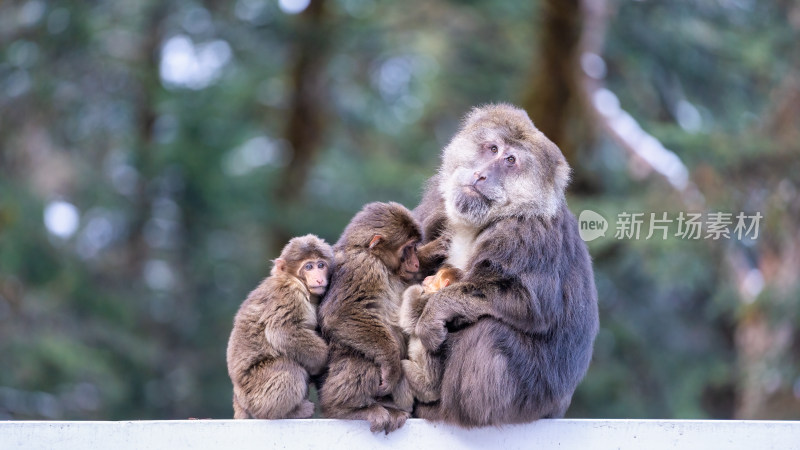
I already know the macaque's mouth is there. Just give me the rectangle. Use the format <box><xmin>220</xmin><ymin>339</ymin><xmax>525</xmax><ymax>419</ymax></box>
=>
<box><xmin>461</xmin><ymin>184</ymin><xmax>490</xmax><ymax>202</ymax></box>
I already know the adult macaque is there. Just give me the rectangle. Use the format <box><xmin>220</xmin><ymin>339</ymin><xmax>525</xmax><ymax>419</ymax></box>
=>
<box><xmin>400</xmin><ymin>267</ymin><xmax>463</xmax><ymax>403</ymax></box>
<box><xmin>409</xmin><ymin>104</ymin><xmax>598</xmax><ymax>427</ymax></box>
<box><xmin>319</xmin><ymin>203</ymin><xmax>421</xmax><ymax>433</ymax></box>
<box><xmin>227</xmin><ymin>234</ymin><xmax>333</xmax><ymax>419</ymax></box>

====

• WHAT YOU ARE ASKED TO DO:
Please rewrite the records above, replacing every "rectangle" with "bounding box" and changing nothing else. Leave out the pictures.

• RESULT OF THIS TASK:
I already know the macaque's mouth is there. Just give me the bounding box. Use the format <box><xmin>220</xmin><ymin>339</ymin><xmax>525</xmax><ymax>419</ymax></box>
=>
<box><xmin>461</xmin><ymin>184</ymin><xmax>490</xmax><ymax>202</ymax></box>
I already know the adult macaque is there. Just give me the bounding box. Use the format <box><xmin>220</xmin><ymin>339</ymin><xmax>525</xmax><ymax>419</ymax></box>
=>
<box><xmin>400</xmin><ymin>267</ymin><xmax>463</xmax><ymax>403</ymax></box>
<box><xmin>409</xmin><ymin>104</ymin><xmax>598</xmax><ymax>427</ymax></box>
<box><xmin>319</xmin><ymin>203</ymin><xmax>421</xmax><ymax>433</ymax></box>
<box><xmin>227</xmin><ymin>234</ymin><xmax>333</xmax><ymax>419</ymax></box>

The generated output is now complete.